(DATA SUPPLIED):

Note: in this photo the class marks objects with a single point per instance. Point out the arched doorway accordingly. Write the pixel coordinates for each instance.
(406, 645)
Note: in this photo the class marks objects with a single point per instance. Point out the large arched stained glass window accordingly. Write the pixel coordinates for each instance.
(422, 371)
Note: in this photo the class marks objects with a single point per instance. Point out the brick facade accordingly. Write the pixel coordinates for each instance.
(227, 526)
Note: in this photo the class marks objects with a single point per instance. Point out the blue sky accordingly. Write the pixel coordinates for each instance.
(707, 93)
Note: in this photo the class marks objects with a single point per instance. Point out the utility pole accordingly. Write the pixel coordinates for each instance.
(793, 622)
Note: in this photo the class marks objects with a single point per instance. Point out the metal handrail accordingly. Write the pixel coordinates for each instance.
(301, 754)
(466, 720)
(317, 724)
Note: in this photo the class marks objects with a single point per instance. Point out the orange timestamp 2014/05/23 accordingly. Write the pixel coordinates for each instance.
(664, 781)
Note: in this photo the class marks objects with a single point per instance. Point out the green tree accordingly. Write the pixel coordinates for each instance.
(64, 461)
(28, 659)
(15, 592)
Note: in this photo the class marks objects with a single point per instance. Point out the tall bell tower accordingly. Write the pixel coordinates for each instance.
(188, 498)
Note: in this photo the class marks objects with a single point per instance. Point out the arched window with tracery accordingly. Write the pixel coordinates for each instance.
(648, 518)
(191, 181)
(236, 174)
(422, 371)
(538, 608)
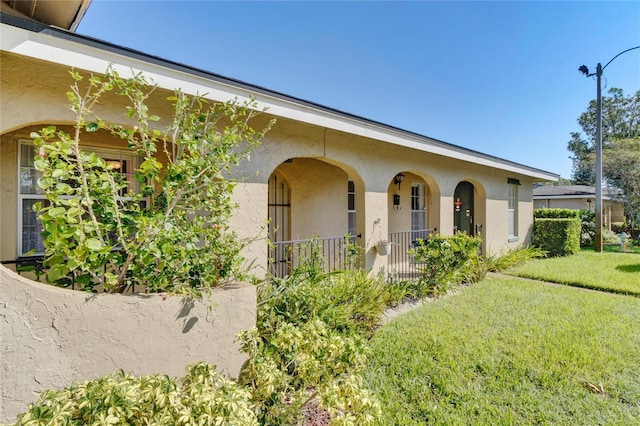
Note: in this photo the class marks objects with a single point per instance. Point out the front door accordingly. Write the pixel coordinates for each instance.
(463, 208)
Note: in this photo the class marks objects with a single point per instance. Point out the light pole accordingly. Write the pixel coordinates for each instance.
(599, 68)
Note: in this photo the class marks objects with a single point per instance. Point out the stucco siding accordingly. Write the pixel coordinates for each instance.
(52, 336)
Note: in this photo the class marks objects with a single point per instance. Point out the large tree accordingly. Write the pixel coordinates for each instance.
(620, 147)
(620, 120)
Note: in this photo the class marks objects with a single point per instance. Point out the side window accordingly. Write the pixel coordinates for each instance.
(29, 226)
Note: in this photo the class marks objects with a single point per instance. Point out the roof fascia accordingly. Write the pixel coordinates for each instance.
(569, 197)
(72, 50)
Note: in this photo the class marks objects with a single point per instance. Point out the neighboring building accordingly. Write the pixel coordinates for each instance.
(319, 172)
(579, 197)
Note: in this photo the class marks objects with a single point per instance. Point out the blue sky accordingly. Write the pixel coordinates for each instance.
(496, 77)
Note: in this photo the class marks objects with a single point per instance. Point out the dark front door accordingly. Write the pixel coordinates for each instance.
(463, 208)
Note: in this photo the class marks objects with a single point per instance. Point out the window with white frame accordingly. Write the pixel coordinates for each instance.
(418, 207)
(512, 210)
(351, 208)
(29, 227)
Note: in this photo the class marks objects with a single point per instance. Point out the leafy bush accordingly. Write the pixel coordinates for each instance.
(346, 301)
(202, 397)
(618, 227)
(558, 237)
(444, 261)
(95, 228)
(588, 232)
(310, 344)
(293, 365)
(556, 214)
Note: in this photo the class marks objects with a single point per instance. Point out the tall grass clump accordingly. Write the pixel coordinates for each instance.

(REQUIREMENT):
Copy out all of the material above word for word, leaving out the pictures.

(ANSWER TO THIS TASK):
Note: in this photo the class marks objects with a single point per instance. Point out the arched doorway accordingly. Write the pixel coordinates for each instance.
(406, 645)
Note: in this photo the class marks objects with a single point per instance. Point out the large arched stained glass window accordingly. Write the pixel coordinates for each instance.
(422, 371)
Note: in this photo the class marks objects with a single point per instance. Point out the brick facade accordingly. Write the pixel coordinates for each instance.
(227, 526)
Note: in this photo the class marks objects with a single point per instance. Point out the blue sky accordingly. Write the pixel coordinates for each instance.
(707, 93)
Note: in this photo the class marks objects with a single point per instance. Point out the utility pole accordingly. Write the pixel coordinates for each instance.
(793, 622)
Note: in this photo the class marks objects with a single point per instance. Point out the metal handrail accordingly. Write the pixel coordinates for each instance.
(301, 754)
(466, 720)
(317, 724)
Note: in this photo the class marks objects with a single point per instance. Point out the orange timestamp 2014/05/23 accordingly. Write the pixel coordinates for each instance.
(664, 781)
Note: in this photo the class marks objects with a single point per instance. Point out the green tree accordingly. Write the pixel coordinates for each instance.
(64, 461)
(28, 659)
(15, 592)
Note: in this photo the class marks objects with a single point per instance. Point out the tall bell tower accordingly. Write the pixel coordinates for each instance.
(188, 498)
Note: in this photo the class marks objects with a single point per instance. Point out the arched window with tracery accordingly. Write the pixel coordinates for each instance.
(648, 518)
(191, 181)
(236, 174)
(422, 371)
(538, 608)
Note: in this photo the class marks objects with a single point per instance. Point out the front door accordingly. Write the pixel coordinates for each instance.
(463, 208)
Note: in this photo the class marks objects with a single point per instance. Point out the light pole accordingly. Write the pixel coordinates for each instance.
(599, 68)
Note: in this photo the class marks objects with a single point per instance. Point out the stucco siding accordingly. Write the pixel coordinates for each instance.
(52, 336)
Note: in this photo the class marks objects with a single point per instance. Point out the large tree accordingly. Write the pixel coordinates for each instance.
(620, 147)
(620, 120)
Note: in this photo the class marks objects with a single point per instance. Point out the side window accordingly. Write the pixel coordinates for each instance.
(29, 226)
Note: in this photo the class marks objects with a single point per instance. Point out the roof fascia accordingly. Write the pixel coordinates for each instance.
(569, 197)
(72, 50)
Note: in this photo the class marks objects with a single point per instance. Point out the neighboring building accordingly. Write the pixel coordinates for each instance.
(319, 172)
(579, 197)
Note: in this photo the class marks objects with a single point per instance. Point out the blue sky accordingly. Write the pixel coordinates for each instance.
(496, 77)
Note: in this photo the class marks objects with a single point per instance. Point out the dark front door accordingly. Write the pixel coordinates for each instance.
(463, 208)
Note: in this photo the class marks objects with a single point per instance. Point out the window with white frame accordingly. Write the pixel coordinates for each instance.
(418, 207)
(512, 210)
(351, 208)
(29, 227)
Note: in this photo the class marks objects with a single point per instance. Point out the leafy bush accordingly. Write the pixel coordinates for each instance.
(346, 301)
(202, 397)
(618, 227)
(558, 237)
(444, 261)
(95, 228)
(588, 232)
(310, 344)
(293, 365)
(556, 214)
Note: in this photo the class marks objects with a single point per instance. Point out the tall grass clump accordingly. Write the pixel coordinates for each instance.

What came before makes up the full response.